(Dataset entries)

══════════════════════════════

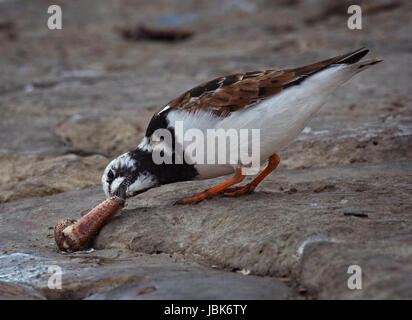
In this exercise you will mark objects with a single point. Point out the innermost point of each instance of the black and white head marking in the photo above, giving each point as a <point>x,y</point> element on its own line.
<point>126,176</point>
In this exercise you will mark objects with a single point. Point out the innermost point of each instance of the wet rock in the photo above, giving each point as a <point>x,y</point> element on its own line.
<point>34,175</point>
<point>341,196</point>
<point>112,135</point>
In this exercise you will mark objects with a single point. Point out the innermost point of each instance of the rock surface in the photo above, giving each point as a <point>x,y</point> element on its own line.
<point>72,99</point>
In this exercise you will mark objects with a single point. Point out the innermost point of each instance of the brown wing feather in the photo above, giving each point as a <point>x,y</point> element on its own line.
<point>238,91</point>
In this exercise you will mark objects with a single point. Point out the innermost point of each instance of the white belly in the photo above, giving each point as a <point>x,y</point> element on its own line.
<point>280,120</point>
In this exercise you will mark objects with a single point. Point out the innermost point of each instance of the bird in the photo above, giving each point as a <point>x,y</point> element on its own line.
<point>279,103</point>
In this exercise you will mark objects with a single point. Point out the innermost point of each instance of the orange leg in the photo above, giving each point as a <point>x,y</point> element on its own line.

══════════════════════════════

#### Task goal:
Please transcribe the entries precisely and omit any images they hold.

#### Your solution:
In this exercise you will mark objects with a single point. Point out the innermost point of each instance of the black and white head marking in the photo above, giving each point as a <point>x,y</point> element on its own line.
<point>126,176</point>
In this exercise you will mark objects with a single point. Point out the innermost point of each instance of the wet rock in the photo above, giving each point as a <point>x,y</point> element on its own line.
<point>34,175</point>
<point>341,196</point>
<point>112,135</point>
In this exercise you will mark objects with a single point. Point out the innermost point of each instance of the rock surface in the photo above, giving each point as a <point>x,y</point> element on its own line.
<point>72,99</point>
In this exercise you will mark objects with a single point. Point out the innermost point of each instance of the brown wing feather in the photo above, giving each point as a <point>x,y</point> element on its own line.
<point>238,91</point>
In this exercise you will mark objects with a single point. Point out the innermost point of each instance of the white belly in the photo above, giving each point as a <point>x,y</point> element on its own line.
<point>280,120</point>
In this exercise you will mark objects with a single point. Point out the innermost point of each instance of the bird in the photo above, giving each point as a <point>x,y</point> element on its own line.
<point>279,103</point>
In this exercise you will mark objects with a single point. Point out the innermost point of each instance of the orange leg in the photo above, giving each point as a <point>x,y</point> element on its own line.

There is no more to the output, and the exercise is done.